> _Data to use_:
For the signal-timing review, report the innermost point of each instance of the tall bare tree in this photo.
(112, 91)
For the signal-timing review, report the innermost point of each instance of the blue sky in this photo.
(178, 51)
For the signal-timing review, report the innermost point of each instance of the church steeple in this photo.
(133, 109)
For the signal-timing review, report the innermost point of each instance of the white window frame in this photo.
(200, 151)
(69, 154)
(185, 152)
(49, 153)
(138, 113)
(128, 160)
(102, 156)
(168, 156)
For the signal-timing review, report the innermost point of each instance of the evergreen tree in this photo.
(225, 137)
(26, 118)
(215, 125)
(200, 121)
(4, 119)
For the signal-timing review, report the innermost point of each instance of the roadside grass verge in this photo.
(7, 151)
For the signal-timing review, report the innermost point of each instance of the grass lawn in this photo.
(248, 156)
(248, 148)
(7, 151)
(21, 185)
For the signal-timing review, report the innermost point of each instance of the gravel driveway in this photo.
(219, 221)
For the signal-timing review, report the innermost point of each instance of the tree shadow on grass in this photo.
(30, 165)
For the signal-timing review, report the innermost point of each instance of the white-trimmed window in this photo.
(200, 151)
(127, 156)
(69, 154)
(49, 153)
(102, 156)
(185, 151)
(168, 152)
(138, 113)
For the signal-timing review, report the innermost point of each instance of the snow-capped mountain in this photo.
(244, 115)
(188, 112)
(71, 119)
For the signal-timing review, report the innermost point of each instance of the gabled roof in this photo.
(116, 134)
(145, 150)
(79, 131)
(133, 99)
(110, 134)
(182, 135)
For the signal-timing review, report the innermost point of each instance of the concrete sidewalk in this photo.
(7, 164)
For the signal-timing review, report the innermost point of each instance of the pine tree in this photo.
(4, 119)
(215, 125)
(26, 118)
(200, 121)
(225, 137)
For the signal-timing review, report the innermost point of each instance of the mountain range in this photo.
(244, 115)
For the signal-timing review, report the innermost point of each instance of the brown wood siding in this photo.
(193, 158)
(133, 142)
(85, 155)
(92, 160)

> _Work instructions_: Write every entry out again. Leave each one exactly as it is.

> _Answer section_:
For the signal-timing review, report the innermost point of each instance of the tall bare tree in this photo.
(112, 91)
For the signal-timing review, report the innermost point of each instance of the blue sky in this photo.
(178, 51)
For the signal-timing review, report the innermost point of each instance of the church steeple in this photo.
(133, 109)
For the signal-timing review, report the innermost point of each instance of the white window frame in this photo.
(200, 151)
(69, 154)
(185, 152)
(49, 153)
(138, 113)
(128, 160)
(102, 156)
(168, 156)
For the signal-timing review, report the innermost point of each instance of the evergreen tree in this photo.
(225, 137)
(26, 118)
(215, 125)
(200, 121)
(4, 119)
For the signal-timing review, report the innermost point of each instance of the roadside grass verge in this photo.
(7, 151)
For the signal-timing review, report the innermost point of each instance of the grass lawn in this photo.
(248, 156)
(248, 148)
(7, 151)
(21, 185)
For the signal-timing review, report the innermost point of each instance of the gravel driveway in this photo.
(219, 221)
For the signal-timing review, report the innermost point of each instance of the tree shadow on grass in this photo.
(30, 165)
For the signal-timing review, report the innermost point of each instance of the white-trimmed window in this photo.
(200, 151)
(127, 156)
(69, 154)
(49, 153)
(102, 156)
(185, 151)
(168, 152)
(138, 113)
For the signal-timing review, report the innermost point of each instance of the snow-capped mountain in this photo.
(244, 115)
(188, 112)
(71, 119)
For the signal-timing review, report the innermost point of each instance of the gabled roof in this photo.
(116, 134)
(145, 150)
(79, 131)
(133, 99)
(110, 134)
(182, 135)
For the signal-timing review, report the innermost point of each instance of the concrete sidewalk in this photo.
(7, 164)
For the signal-timing review, report the innermost point of each instance of the pine tree in this photo.
(4, 119)
(215, 125)
(26, 118)
(200, 121)
(225, 137)
For the signal-timing review, report the innermost point of each instance of the mountain range in this photo.
(244, 115)
For the signal-timing review, report the innermost point of each instance of the brown wood siding in this photo.
(193, 158)
(133, 142)
(85, 155)
(92, 160)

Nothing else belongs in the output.